## Required action
From the entries below, copy every line where the string "inside" appears.

## Data
----

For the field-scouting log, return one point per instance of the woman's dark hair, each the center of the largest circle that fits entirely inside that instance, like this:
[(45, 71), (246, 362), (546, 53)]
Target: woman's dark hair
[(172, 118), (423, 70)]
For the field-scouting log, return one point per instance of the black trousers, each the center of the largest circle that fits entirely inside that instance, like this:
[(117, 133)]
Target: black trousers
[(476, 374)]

----

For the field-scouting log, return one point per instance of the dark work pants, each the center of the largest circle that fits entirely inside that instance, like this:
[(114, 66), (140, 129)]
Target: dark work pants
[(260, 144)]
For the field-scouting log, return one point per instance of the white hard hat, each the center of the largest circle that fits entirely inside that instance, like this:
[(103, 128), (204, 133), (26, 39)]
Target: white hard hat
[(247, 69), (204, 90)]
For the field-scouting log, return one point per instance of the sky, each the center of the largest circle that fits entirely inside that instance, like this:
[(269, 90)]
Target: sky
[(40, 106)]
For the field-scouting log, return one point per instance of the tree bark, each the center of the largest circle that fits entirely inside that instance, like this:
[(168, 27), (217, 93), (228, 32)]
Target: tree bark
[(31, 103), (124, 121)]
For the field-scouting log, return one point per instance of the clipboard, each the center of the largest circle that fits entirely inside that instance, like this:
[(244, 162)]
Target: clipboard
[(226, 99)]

----

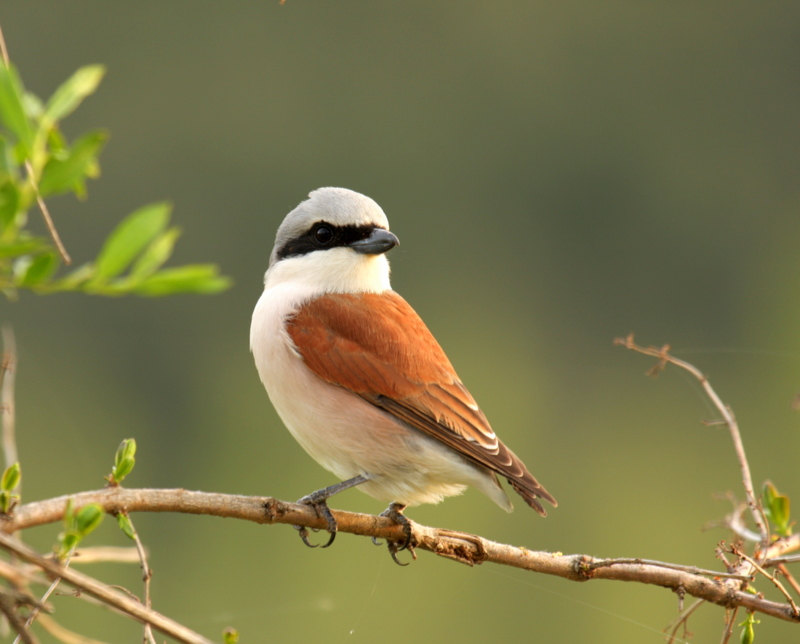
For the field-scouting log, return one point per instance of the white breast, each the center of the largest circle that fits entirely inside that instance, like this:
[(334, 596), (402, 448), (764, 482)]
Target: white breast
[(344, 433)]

----

## Solved exercise
For the field-scouting log, return one point per instance of the woman's dark hair, each the center of the largest circle that fits entirely inside that instance, like this:
For the field-scouting log, return one point per instance of the black trousers, each the center of the largest circle that fits entirely inside that instance, like this:
For the field-scouting log, return one point per instance of the dark work pants, each the center of the largest circle that fits entirely inside that instance, like this:
For the field-scouting log, return one point per instance of the white hard hat, each the center of the largest circle that fits entirely inside that instance, like this:
For the field-scouting log, return one point per instance of the sky, each the center of the largest circle that fits entirely inside that instance, like this:
For the field-scouting log, return one point per instance of the tree bark, each the center of the largest circle that fits entirely inside that instance, like this:
For the field-scouting log, return one point per instance of the clipboard, each the center of the largest circle that fits entirely inside that instance, like this:
For the field-scouting log, return one point per instance of the white breast, each the center of the largest circle that fits entirely inside that instance, like this:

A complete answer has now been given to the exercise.